* Objectives:
1 - From the text on EU farm payments below, return the stretch from "The graphs under" through "(in € per hectare)".
2 - Answer these questions from the text on EU farm payments below:
(a) Which premiums are left out of full decoupling by 2013 under the Health Check?
(b) How many of the new Member States apply the single area payment system?
(c) What reference period is the historical SPS model based on?
──────── Document
Under the Health Check, it is agreed to fully decouple all bar the suckler cow and sheep/goat premiums by 2013. The Commissioner, speaking to young farmers in September 2008, made it clear that she favoured continuing the process to full decoupling eventually. However, there are rumblings from Member States that would suggest a resistance or a move in the opposite direction.
The Health Check discussions on Art 68 indicated a strong interest in providing for assistance for sectors or regions under particular pressure and provision was made for this in the final deal within certain limits. There may be a desire to continue, or even expand, this post 2013. This provides one route to some degree of re-coupling payments to production, albeit mainly for marginal, sub-economic production.
10. Continuation of Single Payment Scheme
Currently nine Member States (Belgium, Greece, Spain, France, Ireland, Italy, Netherlands, Austria and Portugal, plus Scotland and Wales) operate the historical model for SPS payments, i.e. based on the historical level of entitlements in 2000 to 2002 at individual farm level. However, many of these are now moving away from that model.
Ten of the new Member States apply the single area payment system (SAPS). Slovenia and Malta apply a regional SPS model; Luxembourg, Sweden and Northern Ireland apply a static hybrid model while Denmark, Germany, Finland and England apply a dynamic hybrid moving to a flat rate model.
It is clear from discussions on the Health Check that a majority of Member States would envisage the continuation of direct supports beyond 2013. This has been echoed by the Commissioner in her address to the Congress of European young farmers in September last when she stated she still saw “the Single Payment Scheme as a part of our future policy, but certainly targeted in a different way than today.”
11. Flatter payment rates
The Commission has made clear its view that the further in time we move from the reference period of 2000 to 2002 the less justification there is for payments based on the historic model. This view has been echoed by a number of Member States, including some that currently operate the historic SPS model. The debate on the historic model has become caught up in the demands from new Member States for a larger share of funds. The conclusion is that while movements towards flatter rates remained optional in the Health check, it is clear that there will be increased pressure to move away from the historic model in the period after 2013.
The graphs under at Figures 1 and 2 calculate the average direct payment per Member State per hectare and per beneficiary after implementation of CAP reforms and integration of new Member States (i.e. a notional current position).
Figure 1: Average direct payment per MS (in € per hectare)
────────────────
──────── Available data
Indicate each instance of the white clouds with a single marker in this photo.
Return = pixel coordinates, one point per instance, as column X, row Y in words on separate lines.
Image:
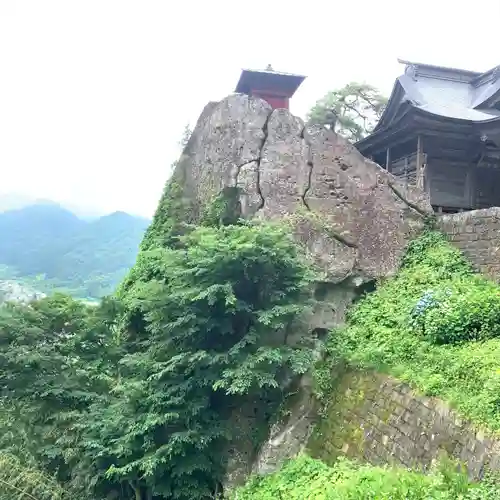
────────────────
* Problem solutions:
1 -
The graphs under at Figures 1 and 2 calculate the average direct payment per Member State per hectare and per beneficiary after implementation of CAP reforms and integration of new Member States (i.e. a notional current position).
Figure 1: Average direct payment per MS (in € per hectare)

2 -
(a) The suckler cow and sheep/goat premiums.
(b) Ten.
(c) 2000 to 2002.